Tarea a -> Reproduce palabra por palabra el tramo del listado que va desde la línea que contiene "# mark one dot per instance, written like column 655, row" hasta la línea que contiene "column 326, row 112", ambas incluidas.

Estas transformaciones en la dinámica de los ciclos económicos tuvo una consecuencia de enorme importancia para nuestro problema: la “estructura dual” del capitalismo argentino de posguerra tendió a posibilitar mejoras en los niveles de empleo, salario, distribución del ingreso y movilidad social en las fases expansivas, al tiempo que el ciclo stop and go impedía su continuidad más allá de cortos períodos; la “estructura dual” del capitalismo argentino posterior a 1976 pone límites restrictivos a la mejora de esos indicadores (pisos altos de empleo informal, desempleo y pobreza, límites estrechos al aumento del salario real) durante las fases expansivas y tiende a crear fenómenos de empobrecimiento masivo (absoluto y relativo) de obreros y sectores populares durante las fases de crisis.

De la disciplina del mercado a la indisciplina popular

Decíamos antes que entre 1976 y 1989 se desarrolló una larga fase transicional caracterizada por intentos de avanzar en la reestructuración del capital con resultados parciales. Sin embargo, esas dos fechas señalan también la derrota en dos pasos de la clase obrera, que permitió imponer el neoliberalismo en Argentina: el genocidio producido por la dictadura militar y la hiperinflación. Si el primero aniquiló las posiciones ofensivas de la clase obrera, la segunda desorganizó sus posiciones defensivas. Pero aquí nos interesa destacar en qué medida las transformaciones enunciadas en los dos apartados anteriores jugaron un papel determinante en la salida política a la crisis hiperinflacionaria y en los límites a la estabilización política posterior.

Tarea b -> Según el fragmento, ¿en qué aspectos la "estructura dual" del capitalismo argentino de posguerra tendía a hacer posibles mejoras durante las fases expansivas? Enuméralos todos.

Datos de trabajo ->
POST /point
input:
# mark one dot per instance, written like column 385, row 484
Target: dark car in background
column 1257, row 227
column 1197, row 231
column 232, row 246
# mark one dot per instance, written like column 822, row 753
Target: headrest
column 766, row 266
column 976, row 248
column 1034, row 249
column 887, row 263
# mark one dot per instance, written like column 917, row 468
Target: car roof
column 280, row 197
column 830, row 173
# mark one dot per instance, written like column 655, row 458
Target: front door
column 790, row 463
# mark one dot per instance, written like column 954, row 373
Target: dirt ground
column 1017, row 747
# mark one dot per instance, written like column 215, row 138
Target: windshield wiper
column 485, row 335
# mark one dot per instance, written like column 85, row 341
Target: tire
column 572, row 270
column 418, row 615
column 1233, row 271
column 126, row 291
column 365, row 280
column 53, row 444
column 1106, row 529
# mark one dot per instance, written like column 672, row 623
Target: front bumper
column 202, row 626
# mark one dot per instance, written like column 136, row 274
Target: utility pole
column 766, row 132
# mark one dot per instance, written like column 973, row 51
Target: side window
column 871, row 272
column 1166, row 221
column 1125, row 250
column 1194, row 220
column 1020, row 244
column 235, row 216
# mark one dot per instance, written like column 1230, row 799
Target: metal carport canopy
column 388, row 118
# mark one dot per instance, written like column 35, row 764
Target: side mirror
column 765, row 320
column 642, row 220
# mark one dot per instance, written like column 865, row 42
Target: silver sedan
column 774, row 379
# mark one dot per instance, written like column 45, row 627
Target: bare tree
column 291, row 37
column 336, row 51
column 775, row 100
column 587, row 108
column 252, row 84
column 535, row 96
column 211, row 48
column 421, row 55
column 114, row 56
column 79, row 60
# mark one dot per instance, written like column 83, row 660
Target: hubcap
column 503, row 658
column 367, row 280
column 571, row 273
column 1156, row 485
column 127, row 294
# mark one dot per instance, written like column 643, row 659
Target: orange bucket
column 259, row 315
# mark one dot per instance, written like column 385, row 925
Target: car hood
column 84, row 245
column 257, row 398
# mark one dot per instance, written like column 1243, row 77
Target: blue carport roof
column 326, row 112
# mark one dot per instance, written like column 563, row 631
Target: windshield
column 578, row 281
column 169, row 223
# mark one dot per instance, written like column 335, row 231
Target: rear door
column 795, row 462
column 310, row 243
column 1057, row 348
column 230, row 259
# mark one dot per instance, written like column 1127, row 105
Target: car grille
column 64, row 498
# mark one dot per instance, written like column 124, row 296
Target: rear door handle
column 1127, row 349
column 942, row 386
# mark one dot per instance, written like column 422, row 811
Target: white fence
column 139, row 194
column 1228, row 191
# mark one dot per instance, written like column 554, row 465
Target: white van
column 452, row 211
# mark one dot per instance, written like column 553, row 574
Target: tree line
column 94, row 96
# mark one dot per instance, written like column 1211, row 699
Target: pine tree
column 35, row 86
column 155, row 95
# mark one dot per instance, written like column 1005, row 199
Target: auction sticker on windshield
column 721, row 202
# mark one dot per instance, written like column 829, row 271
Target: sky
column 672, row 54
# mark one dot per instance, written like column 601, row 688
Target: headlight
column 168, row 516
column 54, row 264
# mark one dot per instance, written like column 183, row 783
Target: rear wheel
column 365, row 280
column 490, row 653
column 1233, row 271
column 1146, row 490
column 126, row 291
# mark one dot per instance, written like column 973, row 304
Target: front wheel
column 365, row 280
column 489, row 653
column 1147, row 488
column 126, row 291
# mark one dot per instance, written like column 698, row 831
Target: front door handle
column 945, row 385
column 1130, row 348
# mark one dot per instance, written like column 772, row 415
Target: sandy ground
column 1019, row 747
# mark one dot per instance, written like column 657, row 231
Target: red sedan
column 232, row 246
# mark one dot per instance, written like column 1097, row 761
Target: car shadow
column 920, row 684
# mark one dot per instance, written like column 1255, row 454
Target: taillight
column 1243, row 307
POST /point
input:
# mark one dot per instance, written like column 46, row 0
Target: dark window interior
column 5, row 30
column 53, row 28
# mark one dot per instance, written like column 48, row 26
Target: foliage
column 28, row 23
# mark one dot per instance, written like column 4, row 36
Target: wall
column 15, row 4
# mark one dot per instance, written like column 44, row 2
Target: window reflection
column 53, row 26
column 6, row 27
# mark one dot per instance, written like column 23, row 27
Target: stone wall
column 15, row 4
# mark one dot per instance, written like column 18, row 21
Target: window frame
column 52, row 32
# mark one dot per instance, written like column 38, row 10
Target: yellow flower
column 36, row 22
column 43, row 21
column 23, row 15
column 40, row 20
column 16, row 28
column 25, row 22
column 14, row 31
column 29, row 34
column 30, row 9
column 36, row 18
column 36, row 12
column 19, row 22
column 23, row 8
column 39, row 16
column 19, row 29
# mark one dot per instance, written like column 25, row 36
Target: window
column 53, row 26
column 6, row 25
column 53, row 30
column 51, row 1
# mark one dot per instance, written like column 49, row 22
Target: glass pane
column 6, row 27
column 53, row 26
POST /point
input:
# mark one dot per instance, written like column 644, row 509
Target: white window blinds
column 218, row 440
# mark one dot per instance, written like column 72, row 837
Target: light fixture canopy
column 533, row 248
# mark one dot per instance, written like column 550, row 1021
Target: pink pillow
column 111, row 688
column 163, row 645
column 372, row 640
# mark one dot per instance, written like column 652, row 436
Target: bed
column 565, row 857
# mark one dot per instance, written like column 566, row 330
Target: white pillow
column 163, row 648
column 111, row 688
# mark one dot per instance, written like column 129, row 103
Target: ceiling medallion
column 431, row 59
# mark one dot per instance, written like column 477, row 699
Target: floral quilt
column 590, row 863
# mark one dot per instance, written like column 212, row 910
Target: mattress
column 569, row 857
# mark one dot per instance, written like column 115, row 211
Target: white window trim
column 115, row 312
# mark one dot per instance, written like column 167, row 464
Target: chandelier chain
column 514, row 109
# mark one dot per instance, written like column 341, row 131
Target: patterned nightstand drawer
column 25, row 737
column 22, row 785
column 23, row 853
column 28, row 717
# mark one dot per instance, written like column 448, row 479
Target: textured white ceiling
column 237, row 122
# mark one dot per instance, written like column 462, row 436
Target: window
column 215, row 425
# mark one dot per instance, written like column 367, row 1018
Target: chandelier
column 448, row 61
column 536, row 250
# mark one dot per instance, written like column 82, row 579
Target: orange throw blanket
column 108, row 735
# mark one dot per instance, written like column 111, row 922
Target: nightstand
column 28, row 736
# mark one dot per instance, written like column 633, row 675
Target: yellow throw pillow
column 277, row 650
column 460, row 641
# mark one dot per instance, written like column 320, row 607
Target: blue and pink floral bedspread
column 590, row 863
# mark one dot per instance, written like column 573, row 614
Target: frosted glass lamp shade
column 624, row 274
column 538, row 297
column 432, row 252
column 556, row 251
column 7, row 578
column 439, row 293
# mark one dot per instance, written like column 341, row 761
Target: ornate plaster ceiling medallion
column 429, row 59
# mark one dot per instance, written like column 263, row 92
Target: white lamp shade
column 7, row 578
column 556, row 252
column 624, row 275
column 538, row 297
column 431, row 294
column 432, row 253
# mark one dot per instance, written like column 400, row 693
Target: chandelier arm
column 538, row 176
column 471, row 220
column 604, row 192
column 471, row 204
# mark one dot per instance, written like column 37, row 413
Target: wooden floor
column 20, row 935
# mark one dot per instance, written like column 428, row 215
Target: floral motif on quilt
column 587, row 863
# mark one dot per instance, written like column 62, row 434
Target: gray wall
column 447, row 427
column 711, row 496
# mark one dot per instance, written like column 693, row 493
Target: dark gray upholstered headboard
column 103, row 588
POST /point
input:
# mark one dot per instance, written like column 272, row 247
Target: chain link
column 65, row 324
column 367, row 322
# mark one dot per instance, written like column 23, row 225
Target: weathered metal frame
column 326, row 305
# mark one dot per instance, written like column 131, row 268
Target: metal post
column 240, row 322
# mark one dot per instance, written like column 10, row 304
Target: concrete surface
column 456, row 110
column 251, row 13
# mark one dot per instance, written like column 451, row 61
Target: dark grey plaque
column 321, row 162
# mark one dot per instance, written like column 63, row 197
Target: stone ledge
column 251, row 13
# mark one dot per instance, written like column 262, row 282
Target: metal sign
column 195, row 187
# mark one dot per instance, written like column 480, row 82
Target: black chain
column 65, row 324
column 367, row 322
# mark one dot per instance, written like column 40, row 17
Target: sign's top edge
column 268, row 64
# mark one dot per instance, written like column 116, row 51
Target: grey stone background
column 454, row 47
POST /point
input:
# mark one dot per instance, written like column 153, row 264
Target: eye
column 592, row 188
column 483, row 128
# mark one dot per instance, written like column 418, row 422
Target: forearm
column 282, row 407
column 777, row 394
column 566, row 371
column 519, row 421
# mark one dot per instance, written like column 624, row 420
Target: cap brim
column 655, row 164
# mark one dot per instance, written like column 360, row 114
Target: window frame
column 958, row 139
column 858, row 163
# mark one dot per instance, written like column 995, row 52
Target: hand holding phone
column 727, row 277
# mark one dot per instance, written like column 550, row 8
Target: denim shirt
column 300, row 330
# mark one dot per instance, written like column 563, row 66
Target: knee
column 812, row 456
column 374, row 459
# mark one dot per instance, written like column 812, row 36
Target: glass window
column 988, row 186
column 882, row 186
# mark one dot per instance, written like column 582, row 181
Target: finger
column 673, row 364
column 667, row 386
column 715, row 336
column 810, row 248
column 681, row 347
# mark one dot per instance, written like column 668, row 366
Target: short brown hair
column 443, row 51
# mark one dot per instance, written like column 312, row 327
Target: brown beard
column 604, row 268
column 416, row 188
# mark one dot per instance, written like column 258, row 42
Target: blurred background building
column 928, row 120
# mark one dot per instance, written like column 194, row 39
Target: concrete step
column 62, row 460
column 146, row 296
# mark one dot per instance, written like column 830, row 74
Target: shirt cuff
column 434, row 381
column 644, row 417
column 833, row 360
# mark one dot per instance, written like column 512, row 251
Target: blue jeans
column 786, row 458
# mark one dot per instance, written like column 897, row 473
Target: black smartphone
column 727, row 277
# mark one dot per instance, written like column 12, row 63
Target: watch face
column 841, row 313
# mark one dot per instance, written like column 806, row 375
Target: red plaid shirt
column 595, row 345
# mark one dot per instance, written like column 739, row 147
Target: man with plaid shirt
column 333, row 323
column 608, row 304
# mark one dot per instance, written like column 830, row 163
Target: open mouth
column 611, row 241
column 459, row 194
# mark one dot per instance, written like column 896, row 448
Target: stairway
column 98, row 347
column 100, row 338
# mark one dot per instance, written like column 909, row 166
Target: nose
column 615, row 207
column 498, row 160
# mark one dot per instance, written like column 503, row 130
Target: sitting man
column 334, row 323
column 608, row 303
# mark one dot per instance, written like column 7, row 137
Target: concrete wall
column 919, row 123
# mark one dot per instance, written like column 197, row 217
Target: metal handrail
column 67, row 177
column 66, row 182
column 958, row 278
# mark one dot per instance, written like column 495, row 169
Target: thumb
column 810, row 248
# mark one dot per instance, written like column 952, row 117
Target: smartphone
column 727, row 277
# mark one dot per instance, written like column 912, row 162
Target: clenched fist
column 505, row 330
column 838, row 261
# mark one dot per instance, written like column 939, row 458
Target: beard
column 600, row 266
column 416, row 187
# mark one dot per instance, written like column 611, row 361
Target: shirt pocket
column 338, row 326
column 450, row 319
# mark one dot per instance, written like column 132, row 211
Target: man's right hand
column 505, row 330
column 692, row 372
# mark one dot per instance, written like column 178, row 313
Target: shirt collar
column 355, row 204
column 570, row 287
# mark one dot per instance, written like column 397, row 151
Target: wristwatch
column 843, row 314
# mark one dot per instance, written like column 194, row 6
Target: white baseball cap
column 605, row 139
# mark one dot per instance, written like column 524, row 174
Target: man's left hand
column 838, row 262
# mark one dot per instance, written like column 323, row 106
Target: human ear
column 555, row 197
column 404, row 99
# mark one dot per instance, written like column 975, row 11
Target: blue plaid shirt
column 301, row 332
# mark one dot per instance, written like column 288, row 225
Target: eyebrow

Respuesta a ->
# mark one dot per instance, written like column 655, row 458
Target: front door
column 790, row 463
# mark one dot per instance, written like column 954, row 373
Target: dirt ground
column 1017, row 747
# mark one dot per instance, written like column 215, row 138
Target: windshield wiper
column 485, row 335
# mark one dot per instance, written like column 85, row 341
Target: tire
column 572, row 270
column 418, row 615
column 1233, row 271
column 126, row 291
column 365, row 280
column 53, row 444
column 1106, row 529
# mark one dot per instance, written like column 672, row 623
Target: front bumper
column 202, row 626
# mark one dot per instance, written like column 136, row 274
Target: utility pole
column 766, row 132
# mark one dot per instance, written like column 973, row 51
Target: side window
column 871, row 272
column 1166, row 221
column 1125, row 250
column 1194, row 220
column 1020, row 244
column 235, row 216
# mark one dot per instance, written like column 1230, row 799
Target: metal carport canopy
column 388, row 118
# mark one dot per instance, written like column 35, row 764
Target: side mirror
column 765, row 320
column 642, row 220
# mark one dot per instance, written like column 865, row 42
Target: silver sedan
column 774, row 379
# mark one dot per instance, written like column 45, row 627
Target: bare tree
column 291, row 37
column 336, row 51
column 775, row 100
column 587, row 108
column 252, row 84
column 535, row 96
column 211, row 48
column 421, row 55
column 114, row 56
column 79, row 60
# mark one dot per instance, written like column 83, row 660
Target: hubcap
column 503, row 658
column 367, row 280
column 571, row 273
column 1156, row 485
column 127, row 294
# mark one dot per instance, written like column 643, row 659
Target: orange bucket
column 259, row 315
# mark one dot per instance, written like column 385, row 925
Target: car hood
column 84, row 245
column 257, row 398
# mark one dot per instance, written like column 1243, row 77
Target: blue carport roof
column 326, row 112

Respuesta b ->
- Empleo
- Salario
- Distribución del ingreso
- Movilidad social